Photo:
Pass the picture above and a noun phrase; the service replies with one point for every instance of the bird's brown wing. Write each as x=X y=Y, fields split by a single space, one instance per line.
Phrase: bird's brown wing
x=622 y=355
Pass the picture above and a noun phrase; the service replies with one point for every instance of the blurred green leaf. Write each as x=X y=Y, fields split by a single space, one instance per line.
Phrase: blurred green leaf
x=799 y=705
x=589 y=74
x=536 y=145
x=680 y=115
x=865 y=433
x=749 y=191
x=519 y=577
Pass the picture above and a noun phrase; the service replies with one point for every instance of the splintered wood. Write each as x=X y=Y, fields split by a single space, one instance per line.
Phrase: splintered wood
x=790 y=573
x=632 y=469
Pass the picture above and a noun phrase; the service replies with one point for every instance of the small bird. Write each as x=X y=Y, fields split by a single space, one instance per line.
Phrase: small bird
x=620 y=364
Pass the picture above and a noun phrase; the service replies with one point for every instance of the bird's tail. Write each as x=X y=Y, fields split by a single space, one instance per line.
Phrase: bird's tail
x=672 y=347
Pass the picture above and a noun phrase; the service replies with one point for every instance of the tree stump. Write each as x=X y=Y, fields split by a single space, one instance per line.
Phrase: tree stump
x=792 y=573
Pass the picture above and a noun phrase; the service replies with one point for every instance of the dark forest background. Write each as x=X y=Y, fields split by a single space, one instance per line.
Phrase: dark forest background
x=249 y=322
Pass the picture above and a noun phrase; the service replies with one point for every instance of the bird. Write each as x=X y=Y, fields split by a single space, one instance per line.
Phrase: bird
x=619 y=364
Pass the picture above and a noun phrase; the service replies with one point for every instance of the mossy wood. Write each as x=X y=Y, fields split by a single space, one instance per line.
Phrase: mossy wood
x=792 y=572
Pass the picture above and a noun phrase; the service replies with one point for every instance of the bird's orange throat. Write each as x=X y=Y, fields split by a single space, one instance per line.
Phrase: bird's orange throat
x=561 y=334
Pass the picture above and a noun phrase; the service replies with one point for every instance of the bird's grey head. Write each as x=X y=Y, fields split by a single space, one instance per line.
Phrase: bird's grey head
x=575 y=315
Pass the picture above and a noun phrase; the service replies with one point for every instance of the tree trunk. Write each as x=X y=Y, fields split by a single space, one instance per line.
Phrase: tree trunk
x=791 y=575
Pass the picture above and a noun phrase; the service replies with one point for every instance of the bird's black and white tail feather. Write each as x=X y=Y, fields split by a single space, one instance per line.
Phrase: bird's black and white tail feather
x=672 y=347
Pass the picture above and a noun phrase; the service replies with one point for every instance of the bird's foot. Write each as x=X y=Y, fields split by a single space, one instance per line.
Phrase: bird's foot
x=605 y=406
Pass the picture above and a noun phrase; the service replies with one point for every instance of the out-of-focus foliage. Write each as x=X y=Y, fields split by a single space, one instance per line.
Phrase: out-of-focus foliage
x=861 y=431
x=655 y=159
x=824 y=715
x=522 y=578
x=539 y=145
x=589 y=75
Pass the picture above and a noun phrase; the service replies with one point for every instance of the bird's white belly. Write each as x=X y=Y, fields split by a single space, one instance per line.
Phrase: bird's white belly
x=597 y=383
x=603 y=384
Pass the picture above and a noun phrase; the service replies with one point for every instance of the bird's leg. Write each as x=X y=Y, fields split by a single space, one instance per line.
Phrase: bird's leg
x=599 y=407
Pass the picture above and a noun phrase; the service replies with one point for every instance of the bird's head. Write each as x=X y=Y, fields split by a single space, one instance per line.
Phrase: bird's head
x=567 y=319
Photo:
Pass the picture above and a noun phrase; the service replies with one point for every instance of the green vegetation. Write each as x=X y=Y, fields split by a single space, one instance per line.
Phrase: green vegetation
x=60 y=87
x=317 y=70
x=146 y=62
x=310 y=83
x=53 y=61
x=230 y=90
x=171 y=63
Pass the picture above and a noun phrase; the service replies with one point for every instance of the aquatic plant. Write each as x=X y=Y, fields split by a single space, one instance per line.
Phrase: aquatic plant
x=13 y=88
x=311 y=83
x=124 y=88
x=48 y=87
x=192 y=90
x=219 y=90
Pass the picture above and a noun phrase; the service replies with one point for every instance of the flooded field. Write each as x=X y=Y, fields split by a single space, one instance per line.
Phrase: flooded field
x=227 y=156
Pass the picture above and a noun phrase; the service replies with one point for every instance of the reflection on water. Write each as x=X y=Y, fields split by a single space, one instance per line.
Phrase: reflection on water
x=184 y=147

Your assignment
Without skipping a line, retype the full listing.

Result for this exercise
Photo:
Pass the picture above and a noun phrase; the service replies with one point for every instance of the bird's brown wing. Write each as x=X y=Y, fields split by a single space, one instance per line.
Phrase: bird's brown wing
x=622 y=355
Pass the picture above and a noun phrase; the service replies with one point for every instance of the blurred green leaf. Write each as x=X y=Y, fields split by a single space, one instance per line.
Phrase: blurred green leaf
x=799 y=705
x=589 y=74
x=536 y=145
x=680 y=115
x=865 y=433
x=749 y=191
x=519 y=577
Pass the picture above and a noun phrase; the service replies with one point for every instance of the splintered wood. Write each as x=X y=Y, fields split by a single space, one instance per line.
Phrase: splintered wood
x=790 y=573
x=632 y=469
Pass the picture above and a noun phrase; the service replies with one point for every instance of the small bird. Write each as x=X y=Y, fields split by a single space, one instance per line.
Phrase: small bird
x=620 y=364
Pass the picture above and a noun phrase; the service replies with one point for every instance of the bird's tail. Write each as x=X y=Y, fields split by a single space, one instance per line.
Phrase: bird's tail
x=672 y=347
Pass the picture above and a noun phrase; the service replies with one point for every instance of the tree stump. Write each as x=X y=Y, fields split by a single space, one instance per line.
Phrase: tree stump
x=792 y=573
Pass the picture above and a noun phrase; the service replies with one point for every instance of the dark forest background. Write each as x=X y=Y, fields split by a single space, one instance per line.
Phrase: dark forest background
x=249 y=322
Pass the picture above and a noun phrase; the service replies with one point for every instance of the bird. Write each as x=X y=Y, fields split by a single space, one instance per line.
Phrase: bird
x=619 y=364
Pass the picture above and a noun phrase; the service replies with one point for every instance of the mossy wood. Write each as x=X y=Y, fields split by a single space, one instance per line.
Phrase: mossy wood
x=792 y=572
Pass the picture above and a noun phrase; the service replies with one point for every instance of the bird's orange throat. Write each as x=X y=Y, fields split by a single space, one instance per line.
Phrase: bird's orange throat
x=561 y=334
Pass the picture above and a noun phrase; the service replies with one point for every instance of the bird's grey head. Write each as x=X y=Y, fields split by a single space, one instance per line.
Phrase: bird's grey head
x=575 y=315
Pass the picture above and a noun phrase; the service replies with one point for every instance of the tree trunk. Write each as x=X y=Y, fields split by a single space, one instance per line.
Phrase: tree trunk
x=791 y=575
Pass the picture above and a noun phrase; the service replies with one point for every instance of the bird's black and white tail feather. Write each as x=X y=Y, fields split by a single space, one instance per line.
Phrase: bird's black and white tail feather
x=672 y=347
Pass the picture above and a noun phrase; the service replies with one point for every instance of the bird's foot. Write each as x=X y=Y, fields split by a single space, one instance per line.
Phrase: bird's foot
x=605 y=406
Pass the picture above and a noun phrase; the service replies with one point for every instance of the out-of-focus foliage. Write each as x=X y=Y, fields split by a single space, one instance per line.
Phrase: out-of-focus foliage
x=861 y=431
x=655 y=159
x=824 y=715
x=522 y=578
x=539 y=145
x=589 y=75
Pass the picture above and a noun phrase; the service replies with one point for every instance of the bird's white belly. Write each as x=X y=Y, fields split by a single space, one instance per line.
Phrase: bird's white belly
x=597 y=383
x=603 y=384
Pass the picture above and a noun phrase; the service replies with one point for every instance of the bird's leg. Write each as x=X y=Y, fields split by a single space, one instance per line.
Phrase: bird's leg
x=599 y=407
Pass the picture above and a noun phrase; the service replies with one point for every instance of the bird's head. Write each as x=X y=Y, fields split by a single space, one instance per line.
Phrase: bird's head
x=567 y=319
Photo:
Pass the picture above and a noun phrase; the service replies with one point for every instance of the green vegetation. Write each as x=X y=Y, fields split by a single space, one instance per line.
Phrase: green vegetation
x=60 y=87
x=317 y=70
x=146 y=62
x=310 y=83
x=53 y=61
x=230 y=90
x=171 y=63
Pass the picture above and a noun phrase; the service replies with one point for every instance of the aquatic plant. Write each as x=X y=Y, fields split by a single space, one instance per line.
Phrase: aquatic plant
x=13 y=88
x=311 y=83
x=124 y=88
x=48 y=87
x=192 y=90
x=219 y=90
Pass the picture above and a noun phrase; the service replies with one point for every instance of the flooded field. Write each as x=X y=Y, fields split by a single space, one instance per line.
Phrase: flooded field
x=227 y=156
Pass the picture above and a noun phrase; the service replies with one point for every instance of the reflection on water. Write each as x=X y=Y, fields split by a single space, one instance per line.
Phrase: reflection on water
x=184 y=147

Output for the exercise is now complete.